→ PROVIDED RECORDS:
-*-*-

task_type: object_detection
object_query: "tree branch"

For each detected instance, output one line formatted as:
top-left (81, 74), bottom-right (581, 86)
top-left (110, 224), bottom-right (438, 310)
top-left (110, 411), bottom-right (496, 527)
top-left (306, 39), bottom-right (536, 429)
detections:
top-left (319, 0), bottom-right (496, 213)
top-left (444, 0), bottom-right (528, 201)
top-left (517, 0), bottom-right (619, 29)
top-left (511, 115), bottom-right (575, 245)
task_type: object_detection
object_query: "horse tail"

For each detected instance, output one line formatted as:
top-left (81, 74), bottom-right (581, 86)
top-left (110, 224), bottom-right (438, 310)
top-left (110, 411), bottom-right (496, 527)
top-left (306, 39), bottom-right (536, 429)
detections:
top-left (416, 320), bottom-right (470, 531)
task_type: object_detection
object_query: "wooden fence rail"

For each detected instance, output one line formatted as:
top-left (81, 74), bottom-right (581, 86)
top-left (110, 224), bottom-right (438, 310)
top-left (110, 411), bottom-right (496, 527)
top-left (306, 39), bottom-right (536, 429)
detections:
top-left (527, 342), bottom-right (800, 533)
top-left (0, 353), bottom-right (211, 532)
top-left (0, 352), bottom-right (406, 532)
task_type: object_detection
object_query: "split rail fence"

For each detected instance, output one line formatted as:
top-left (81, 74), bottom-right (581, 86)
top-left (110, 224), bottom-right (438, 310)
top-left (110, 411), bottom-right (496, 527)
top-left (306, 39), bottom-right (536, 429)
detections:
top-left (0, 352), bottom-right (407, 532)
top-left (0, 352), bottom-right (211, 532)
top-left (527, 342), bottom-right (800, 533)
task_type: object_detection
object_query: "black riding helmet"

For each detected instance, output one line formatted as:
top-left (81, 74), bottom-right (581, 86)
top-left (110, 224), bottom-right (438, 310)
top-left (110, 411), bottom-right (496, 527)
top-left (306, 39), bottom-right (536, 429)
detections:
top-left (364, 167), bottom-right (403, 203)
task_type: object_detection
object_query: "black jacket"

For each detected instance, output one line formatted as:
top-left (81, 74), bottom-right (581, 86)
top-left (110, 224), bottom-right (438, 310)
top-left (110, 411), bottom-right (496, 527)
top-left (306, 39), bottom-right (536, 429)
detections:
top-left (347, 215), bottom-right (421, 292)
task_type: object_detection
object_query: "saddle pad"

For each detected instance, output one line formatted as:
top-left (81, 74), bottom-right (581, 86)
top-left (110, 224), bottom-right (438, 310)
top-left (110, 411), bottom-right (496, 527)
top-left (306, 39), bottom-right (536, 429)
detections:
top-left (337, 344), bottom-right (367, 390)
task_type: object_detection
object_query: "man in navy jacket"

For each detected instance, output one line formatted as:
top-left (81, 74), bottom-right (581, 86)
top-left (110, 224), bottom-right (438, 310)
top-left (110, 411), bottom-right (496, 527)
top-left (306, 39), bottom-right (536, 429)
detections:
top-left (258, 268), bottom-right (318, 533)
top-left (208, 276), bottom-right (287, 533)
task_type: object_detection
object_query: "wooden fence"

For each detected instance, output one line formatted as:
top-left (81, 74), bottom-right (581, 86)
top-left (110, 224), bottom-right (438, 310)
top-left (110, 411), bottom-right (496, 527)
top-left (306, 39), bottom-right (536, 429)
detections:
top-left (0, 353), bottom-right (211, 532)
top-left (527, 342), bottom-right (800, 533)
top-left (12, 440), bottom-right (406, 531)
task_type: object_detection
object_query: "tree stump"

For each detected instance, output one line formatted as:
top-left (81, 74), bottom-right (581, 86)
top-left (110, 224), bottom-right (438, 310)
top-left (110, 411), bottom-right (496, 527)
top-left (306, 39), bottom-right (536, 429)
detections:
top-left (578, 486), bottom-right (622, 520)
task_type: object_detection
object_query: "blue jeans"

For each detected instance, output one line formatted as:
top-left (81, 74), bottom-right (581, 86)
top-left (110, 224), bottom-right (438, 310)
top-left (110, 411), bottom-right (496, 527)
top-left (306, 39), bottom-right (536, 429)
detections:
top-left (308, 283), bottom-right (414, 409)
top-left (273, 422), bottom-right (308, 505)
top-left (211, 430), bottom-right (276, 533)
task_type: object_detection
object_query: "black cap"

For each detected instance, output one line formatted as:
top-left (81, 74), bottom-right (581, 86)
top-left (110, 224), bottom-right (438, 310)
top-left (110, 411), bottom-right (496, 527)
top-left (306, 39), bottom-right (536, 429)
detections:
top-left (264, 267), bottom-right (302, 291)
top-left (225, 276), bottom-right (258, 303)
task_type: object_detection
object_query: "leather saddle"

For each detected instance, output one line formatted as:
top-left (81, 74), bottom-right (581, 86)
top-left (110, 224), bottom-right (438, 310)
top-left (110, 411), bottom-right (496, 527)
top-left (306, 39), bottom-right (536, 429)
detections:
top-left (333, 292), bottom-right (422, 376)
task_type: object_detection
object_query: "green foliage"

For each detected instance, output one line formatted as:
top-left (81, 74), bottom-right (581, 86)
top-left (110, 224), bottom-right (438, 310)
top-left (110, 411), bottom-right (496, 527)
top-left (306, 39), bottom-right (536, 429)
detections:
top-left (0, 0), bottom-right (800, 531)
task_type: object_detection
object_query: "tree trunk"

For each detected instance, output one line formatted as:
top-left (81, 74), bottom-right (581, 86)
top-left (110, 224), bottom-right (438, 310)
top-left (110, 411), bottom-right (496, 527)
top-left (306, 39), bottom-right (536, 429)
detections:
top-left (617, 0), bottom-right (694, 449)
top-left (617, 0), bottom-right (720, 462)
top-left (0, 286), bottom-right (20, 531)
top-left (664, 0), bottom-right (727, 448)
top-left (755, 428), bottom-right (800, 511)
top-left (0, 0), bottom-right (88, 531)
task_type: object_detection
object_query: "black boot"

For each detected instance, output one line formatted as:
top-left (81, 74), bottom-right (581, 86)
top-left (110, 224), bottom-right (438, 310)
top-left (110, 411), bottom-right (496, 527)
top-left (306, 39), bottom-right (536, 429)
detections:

-*-*-

Pick out every line of the items above that contains the string "wooden", and copy each one. Case counts.

object_query: "wooden fence rail"
object_query: "wooden fence"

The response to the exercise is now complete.